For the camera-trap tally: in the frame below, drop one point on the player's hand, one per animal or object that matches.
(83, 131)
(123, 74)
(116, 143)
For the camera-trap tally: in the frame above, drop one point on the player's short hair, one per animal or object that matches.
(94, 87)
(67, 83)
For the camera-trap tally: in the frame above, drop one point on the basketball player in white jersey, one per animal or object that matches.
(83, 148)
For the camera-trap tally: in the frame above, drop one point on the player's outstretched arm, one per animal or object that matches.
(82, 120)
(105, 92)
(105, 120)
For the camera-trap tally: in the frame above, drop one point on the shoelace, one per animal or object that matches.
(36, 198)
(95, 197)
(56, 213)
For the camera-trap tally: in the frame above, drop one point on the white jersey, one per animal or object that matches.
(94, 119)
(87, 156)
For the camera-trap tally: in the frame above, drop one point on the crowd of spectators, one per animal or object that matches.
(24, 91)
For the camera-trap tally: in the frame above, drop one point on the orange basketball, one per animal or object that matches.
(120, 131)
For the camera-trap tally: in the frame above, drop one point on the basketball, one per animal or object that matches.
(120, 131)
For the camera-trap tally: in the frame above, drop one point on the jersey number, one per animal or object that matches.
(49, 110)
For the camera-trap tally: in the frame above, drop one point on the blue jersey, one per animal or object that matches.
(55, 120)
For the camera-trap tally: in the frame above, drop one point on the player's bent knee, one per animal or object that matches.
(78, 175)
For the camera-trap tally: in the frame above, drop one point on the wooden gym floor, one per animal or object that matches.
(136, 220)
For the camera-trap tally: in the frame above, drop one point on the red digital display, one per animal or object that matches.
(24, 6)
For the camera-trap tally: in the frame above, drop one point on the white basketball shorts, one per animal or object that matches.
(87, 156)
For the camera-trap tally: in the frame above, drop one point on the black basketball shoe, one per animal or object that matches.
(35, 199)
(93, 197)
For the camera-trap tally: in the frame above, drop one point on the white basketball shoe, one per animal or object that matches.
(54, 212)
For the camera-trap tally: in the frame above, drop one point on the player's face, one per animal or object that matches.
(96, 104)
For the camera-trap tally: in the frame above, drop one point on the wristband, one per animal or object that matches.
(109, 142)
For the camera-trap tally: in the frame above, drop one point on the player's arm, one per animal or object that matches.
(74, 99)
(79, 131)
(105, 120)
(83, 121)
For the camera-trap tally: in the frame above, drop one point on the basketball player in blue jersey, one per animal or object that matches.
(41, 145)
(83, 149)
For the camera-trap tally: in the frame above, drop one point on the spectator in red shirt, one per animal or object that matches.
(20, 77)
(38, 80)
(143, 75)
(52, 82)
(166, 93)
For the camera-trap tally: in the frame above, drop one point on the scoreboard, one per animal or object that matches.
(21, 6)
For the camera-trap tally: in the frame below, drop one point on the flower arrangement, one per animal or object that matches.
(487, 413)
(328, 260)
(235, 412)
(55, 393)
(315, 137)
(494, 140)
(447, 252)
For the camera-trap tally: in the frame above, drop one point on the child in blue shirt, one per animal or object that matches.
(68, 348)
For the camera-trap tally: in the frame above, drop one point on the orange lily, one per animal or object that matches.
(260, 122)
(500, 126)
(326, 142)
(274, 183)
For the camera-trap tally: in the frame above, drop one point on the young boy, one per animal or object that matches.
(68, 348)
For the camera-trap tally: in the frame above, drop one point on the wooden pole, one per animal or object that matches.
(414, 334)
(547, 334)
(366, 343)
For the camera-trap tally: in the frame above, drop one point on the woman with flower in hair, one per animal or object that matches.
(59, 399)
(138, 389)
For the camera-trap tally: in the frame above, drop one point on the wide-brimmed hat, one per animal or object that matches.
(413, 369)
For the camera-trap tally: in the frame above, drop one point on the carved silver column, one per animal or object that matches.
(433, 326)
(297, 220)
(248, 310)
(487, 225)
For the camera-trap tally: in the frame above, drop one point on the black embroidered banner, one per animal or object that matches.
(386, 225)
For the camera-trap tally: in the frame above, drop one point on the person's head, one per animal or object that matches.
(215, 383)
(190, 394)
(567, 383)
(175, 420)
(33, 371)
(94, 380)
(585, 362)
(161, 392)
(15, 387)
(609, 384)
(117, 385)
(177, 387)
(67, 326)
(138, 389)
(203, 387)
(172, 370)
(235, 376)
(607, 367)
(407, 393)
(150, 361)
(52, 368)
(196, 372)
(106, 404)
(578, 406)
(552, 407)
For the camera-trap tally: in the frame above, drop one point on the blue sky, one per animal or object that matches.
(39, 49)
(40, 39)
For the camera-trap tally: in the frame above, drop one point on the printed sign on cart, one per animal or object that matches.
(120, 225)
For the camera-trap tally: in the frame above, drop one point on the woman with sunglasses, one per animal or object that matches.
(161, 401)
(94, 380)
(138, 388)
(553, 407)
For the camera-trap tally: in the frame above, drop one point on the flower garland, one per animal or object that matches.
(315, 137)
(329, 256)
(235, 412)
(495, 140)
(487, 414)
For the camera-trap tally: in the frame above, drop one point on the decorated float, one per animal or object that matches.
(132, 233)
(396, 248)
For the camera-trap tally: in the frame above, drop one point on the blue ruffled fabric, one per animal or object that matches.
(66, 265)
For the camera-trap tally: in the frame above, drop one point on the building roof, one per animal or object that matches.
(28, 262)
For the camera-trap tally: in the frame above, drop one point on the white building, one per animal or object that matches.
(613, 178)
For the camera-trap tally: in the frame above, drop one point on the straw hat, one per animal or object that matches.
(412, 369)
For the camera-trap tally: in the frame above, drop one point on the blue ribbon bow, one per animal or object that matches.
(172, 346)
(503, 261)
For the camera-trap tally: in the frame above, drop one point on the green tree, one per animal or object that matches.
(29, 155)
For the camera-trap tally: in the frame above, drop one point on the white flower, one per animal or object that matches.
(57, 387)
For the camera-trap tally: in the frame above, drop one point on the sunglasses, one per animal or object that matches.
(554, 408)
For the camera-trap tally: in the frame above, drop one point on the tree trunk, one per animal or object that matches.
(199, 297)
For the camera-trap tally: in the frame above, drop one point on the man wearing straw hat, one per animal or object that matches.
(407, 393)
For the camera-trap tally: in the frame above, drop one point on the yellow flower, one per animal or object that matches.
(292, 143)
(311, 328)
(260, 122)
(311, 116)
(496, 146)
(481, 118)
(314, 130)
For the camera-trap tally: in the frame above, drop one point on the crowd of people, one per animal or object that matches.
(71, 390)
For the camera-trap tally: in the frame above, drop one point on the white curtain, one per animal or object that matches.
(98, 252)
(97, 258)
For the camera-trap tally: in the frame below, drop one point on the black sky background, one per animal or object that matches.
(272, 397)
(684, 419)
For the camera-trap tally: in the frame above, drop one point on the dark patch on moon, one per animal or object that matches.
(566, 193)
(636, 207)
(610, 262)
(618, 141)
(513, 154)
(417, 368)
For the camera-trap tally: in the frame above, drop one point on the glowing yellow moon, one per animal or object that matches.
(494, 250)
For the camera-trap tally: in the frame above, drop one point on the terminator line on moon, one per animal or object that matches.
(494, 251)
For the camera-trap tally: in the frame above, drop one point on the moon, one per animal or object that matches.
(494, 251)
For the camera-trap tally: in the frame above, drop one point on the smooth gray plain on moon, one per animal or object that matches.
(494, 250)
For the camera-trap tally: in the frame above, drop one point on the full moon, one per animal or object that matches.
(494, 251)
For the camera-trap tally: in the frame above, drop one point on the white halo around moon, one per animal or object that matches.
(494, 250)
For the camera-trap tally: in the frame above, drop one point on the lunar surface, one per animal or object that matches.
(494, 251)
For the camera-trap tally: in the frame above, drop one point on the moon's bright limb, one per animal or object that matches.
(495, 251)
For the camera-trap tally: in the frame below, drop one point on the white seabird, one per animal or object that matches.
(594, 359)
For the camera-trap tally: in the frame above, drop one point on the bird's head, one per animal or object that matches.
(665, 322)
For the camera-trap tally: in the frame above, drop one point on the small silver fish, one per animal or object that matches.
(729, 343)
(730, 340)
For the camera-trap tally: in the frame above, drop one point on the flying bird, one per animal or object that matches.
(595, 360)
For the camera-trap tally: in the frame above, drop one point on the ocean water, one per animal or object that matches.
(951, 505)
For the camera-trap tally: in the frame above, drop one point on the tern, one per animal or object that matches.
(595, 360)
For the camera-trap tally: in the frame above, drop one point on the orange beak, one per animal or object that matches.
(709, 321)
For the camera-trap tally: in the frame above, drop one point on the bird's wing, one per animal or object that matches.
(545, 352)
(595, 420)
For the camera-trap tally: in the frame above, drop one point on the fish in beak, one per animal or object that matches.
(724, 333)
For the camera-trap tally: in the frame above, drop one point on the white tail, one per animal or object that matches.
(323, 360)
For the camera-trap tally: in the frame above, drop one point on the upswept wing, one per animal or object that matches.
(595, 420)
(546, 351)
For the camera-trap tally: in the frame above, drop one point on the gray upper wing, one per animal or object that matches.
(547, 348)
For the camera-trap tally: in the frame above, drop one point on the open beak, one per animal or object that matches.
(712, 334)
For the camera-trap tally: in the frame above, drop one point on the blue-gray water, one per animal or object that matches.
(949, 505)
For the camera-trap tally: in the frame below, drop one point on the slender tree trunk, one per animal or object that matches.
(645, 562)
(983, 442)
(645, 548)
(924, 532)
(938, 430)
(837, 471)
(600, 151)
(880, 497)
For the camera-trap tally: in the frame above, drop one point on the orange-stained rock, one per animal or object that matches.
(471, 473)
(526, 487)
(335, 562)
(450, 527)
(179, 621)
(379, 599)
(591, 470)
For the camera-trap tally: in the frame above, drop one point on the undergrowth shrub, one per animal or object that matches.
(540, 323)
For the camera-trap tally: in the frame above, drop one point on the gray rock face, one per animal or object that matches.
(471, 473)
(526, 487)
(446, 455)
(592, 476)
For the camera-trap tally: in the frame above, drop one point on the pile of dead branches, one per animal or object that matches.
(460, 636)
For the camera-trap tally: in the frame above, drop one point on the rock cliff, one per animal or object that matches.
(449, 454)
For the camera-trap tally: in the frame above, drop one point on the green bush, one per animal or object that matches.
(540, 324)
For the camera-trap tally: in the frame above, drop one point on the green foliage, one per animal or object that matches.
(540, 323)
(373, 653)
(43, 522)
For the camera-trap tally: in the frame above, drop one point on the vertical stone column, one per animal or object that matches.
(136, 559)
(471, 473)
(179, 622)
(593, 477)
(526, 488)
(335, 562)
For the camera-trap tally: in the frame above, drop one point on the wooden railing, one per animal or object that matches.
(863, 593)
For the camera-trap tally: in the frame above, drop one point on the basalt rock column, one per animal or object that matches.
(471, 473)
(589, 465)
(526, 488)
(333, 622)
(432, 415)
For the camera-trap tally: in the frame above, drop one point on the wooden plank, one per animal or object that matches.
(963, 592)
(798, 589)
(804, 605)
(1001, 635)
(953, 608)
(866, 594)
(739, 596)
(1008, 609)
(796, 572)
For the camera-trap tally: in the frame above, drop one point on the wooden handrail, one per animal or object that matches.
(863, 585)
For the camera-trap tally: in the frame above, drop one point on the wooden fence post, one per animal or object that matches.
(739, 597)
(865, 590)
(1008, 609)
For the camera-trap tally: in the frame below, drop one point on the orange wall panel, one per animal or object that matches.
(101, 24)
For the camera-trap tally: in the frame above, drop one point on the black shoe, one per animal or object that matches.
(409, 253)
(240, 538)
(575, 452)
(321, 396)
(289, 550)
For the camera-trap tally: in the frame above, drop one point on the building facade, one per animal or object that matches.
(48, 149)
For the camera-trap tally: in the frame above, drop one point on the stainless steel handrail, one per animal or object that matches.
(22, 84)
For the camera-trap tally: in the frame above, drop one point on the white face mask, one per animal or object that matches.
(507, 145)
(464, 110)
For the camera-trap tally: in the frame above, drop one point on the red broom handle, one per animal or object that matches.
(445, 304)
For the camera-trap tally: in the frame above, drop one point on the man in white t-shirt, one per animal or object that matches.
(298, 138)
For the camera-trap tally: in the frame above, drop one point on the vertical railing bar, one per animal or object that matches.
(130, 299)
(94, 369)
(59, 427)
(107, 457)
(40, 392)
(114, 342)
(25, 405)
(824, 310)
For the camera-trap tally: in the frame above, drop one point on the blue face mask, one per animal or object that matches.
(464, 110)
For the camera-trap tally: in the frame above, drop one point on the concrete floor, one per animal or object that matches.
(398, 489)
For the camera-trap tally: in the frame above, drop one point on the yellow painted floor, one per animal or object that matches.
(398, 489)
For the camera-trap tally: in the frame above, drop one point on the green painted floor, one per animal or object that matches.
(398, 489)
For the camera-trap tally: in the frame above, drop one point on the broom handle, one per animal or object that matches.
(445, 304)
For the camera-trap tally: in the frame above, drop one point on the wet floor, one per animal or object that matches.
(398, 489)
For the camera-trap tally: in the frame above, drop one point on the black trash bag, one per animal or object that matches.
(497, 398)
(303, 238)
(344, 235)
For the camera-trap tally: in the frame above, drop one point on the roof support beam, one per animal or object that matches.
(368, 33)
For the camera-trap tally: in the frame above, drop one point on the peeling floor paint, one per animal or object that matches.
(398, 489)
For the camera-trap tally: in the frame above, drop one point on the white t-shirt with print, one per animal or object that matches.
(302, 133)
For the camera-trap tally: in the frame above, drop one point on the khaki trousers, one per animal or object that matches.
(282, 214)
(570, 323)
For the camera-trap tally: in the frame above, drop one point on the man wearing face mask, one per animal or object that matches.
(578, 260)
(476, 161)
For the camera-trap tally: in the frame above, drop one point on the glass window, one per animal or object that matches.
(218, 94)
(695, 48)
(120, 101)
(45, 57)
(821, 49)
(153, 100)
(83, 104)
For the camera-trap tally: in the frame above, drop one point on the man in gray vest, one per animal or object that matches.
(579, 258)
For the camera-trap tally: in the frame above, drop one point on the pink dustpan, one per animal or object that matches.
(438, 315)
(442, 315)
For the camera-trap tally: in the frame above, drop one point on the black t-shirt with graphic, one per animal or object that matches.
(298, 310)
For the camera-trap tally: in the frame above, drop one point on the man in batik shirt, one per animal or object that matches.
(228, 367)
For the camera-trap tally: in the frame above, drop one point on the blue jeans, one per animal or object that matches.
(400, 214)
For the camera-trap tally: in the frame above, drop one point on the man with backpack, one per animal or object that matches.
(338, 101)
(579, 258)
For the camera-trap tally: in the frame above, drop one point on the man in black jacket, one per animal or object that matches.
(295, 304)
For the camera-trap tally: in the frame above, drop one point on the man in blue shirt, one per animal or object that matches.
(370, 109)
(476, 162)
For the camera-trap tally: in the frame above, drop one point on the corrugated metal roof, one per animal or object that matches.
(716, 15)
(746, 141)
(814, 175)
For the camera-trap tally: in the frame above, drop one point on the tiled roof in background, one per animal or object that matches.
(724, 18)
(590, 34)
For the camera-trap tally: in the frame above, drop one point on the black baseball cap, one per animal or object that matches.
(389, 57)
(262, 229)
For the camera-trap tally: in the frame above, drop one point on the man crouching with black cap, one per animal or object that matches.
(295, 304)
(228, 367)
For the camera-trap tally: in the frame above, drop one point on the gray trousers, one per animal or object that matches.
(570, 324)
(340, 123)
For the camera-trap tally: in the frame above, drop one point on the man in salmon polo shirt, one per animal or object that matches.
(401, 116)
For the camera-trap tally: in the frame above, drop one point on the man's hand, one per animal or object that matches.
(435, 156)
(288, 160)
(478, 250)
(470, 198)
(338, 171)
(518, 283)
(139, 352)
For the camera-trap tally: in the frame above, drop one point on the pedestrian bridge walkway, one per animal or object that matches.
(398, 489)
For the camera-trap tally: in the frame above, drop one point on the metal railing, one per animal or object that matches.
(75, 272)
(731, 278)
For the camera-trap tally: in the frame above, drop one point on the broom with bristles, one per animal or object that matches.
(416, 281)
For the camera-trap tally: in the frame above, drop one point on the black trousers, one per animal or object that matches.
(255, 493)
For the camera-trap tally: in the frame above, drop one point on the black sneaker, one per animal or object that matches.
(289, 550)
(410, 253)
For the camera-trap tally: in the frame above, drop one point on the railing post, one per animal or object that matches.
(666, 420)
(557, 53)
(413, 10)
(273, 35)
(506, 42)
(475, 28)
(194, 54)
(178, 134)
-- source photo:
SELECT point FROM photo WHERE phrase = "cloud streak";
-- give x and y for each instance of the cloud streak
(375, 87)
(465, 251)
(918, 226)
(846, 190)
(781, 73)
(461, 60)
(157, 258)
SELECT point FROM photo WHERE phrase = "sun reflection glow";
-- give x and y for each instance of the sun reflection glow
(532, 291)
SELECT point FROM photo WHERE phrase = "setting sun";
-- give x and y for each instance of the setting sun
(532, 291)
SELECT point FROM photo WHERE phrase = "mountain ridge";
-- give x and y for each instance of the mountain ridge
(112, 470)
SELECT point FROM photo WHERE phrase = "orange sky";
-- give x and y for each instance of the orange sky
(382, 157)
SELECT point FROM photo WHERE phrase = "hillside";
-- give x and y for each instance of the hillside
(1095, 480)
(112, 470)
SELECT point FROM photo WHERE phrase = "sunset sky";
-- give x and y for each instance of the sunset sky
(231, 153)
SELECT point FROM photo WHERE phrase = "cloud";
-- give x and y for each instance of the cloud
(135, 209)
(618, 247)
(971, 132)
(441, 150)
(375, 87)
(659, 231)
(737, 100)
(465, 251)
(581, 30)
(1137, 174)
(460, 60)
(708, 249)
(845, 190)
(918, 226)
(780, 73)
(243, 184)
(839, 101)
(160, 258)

================

Task to carry out
Scan the entries above and work out how many lines include the word "WHERE"; the reply is that number alone.

Output
8